• WHAT THE EXERCISE ASKS
Everything in the listing beneath must be transcribed exactly.

• EXERCISE INPUT
/---

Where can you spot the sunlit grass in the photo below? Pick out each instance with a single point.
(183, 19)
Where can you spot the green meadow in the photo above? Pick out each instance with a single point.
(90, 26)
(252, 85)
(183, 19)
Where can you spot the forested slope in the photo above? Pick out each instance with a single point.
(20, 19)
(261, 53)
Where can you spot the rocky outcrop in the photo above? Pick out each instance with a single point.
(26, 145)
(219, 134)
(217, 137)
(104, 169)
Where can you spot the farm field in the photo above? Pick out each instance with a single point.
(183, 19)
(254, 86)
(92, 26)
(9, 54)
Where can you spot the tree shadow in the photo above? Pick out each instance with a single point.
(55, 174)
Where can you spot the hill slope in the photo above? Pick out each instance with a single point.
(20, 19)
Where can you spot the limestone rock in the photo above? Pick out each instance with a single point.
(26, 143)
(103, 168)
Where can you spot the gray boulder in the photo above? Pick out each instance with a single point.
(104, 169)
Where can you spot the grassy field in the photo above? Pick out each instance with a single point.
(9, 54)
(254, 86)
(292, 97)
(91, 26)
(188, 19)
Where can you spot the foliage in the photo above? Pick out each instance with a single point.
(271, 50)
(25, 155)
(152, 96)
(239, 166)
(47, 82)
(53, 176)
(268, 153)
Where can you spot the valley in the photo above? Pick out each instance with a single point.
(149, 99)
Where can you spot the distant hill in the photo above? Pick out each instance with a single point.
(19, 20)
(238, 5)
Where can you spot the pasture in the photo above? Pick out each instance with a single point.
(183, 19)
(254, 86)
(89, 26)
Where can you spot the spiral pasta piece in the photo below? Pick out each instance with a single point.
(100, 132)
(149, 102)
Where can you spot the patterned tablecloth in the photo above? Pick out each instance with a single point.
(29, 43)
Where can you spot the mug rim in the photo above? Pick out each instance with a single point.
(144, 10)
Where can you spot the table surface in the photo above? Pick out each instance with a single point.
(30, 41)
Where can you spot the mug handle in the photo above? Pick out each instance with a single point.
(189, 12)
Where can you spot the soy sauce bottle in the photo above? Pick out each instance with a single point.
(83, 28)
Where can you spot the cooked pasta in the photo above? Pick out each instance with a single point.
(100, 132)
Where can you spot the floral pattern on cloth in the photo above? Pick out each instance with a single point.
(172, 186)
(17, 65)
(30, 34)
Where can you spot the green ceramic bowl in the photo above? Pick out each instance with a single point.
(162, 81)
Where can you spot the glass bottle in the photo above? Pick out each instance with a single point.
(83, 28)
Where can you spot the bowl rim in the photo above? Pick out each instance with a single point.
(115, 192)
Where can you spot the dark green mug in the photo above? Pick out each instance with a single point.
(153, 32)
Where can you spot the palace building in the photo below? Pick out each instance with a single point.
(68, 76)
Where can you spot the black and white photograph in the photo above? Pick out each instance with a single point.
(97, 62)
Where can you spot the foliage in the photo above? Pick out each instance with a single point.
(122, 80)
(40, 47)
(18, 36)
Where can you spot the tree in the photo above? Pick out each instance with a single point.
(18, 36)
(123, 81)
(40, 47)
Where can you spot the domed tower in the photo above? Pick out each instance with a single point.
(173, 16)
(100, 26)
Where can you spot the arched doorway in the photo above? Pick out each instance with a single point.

\---

• RESPONSE BOX
Where can you spot the sunlit grass in the photo below? Pick out each instance with a single point.
(183, 19)
Where can you spot the green meadow in the photo above? Pick out each instance with a single point.
(90, 26)
(252, 85)
(183, 19)
Where can you spot the forested slope in the photo above? Pick out each instance with a single point.
(20, 19)
(261, 53)
Where can you spot the rocky outcrop in the photo above? Pick out each instance with a single point.
(26, 145)
(219, 134)
(217, 137)
(104, 169)
Where can you spot the farm field in the photo above? Pick out each instance with a single point.
(183, 19)
(254, 86)
(92, 26)
(9, 54)
Where can you spot the tree shadow in the photo above? Pick out each instance with a single point.
(55, 174)
Where can you spot the hill slope in the photo above? Pick out each instance with a single point.
(20, 19)
Where can you spot the limestone rock in the photo above? Pick out each instance with a single point.
(26, 143)
(103, 168)
Where can you spot the gray boulder in the photo above? Pick out each instance with a single point.
(104, 169)
Where can you spot the grassy field in the photo above? Pick out each instance with a single point.
(9, 54)
(254, 86)
(292, 97)
(91, 26)
(188, 19)
Where can you spot the foliage in the photo above? Pick out each instance with a single point.
(271, 50)
(25, 155)
(152, 96)
(239, 166)
(47, 82)
(53, 176)
(268, 153)
Where can you spot the valley in the photo above? Pick out each instance with a single point.
(149, 99)
Where can you spot the distant hill in the photo above? Pick out each instance with a single point.
(19, 20)
(238, 5)
Where can you spot the pasture in the photo above? Pick out each instance with a single point.
(183, 19)
(254, 86)
(89, 26)
Where can you spot the spiral pasta piece in the photo below? Pick out each instance with a single point.
(100, 132)
(149, 102)
Where can you spot the patterned tablecloth in the photo above? Pick out each instance with a single point.
(29, 43)
Where can you spot the mug rim in the photo above? Pick out each instance with a single point.
(144, 10)
Where can you spot the table surface in the photo above? Pick out each instance with a single point.
(30, 41)
Where can you spot the mug handle in the photo above? Pick out each instance with a single point.
(189, 12)
Where can you spot the soy sauce bottle in the photo above? Pick out each instance with a single point.
(83, 28)
Where can you spot the cooked pasta in the photo above? Pick out each instance with a single point.
(100, 132)
Where can you spot the floral pattern on cloth in the photo above? Pick out each instance with a single point.
(172, 186)
(17, 65)
(30, 34)
Where can you spot the green ceramic bowl in the photo above? Pick out each instance with a single point.
(162, 81)
Where can you spot the glass bottle in the photo above? Pick out each instance with a single point.
(83, 28)
Where can you spot the bowl rim in the photo above? Pick out each instance with a single point.
(115, 192)
Where can you spot the dark green mug in the photo above? Pick out each instance with a single point.
(153, 32)
Where can you spot the palace building in the photo below? Pick out each instance with a single point.
(68, 76)
Where can you spot the black and white photograph in the photo above? Pick out each instance with a single point.
(97, 62)
Where can you spot the foliage in the photo above? Pick out each instance with a single point.
(122, 80)
(40, 47)
(18, 36)
Where can you spot the tree in the photo above? Pick out each instance with a single point.
(18, 36)
(123, 81)
(40, 47)
Where can you spot the domed tower in the photo above? Pick out each instance with a single point.
(173, 16)
(100, 26)
Where can you spot the arched doorway in the photo above? Pick out each instance with a single point.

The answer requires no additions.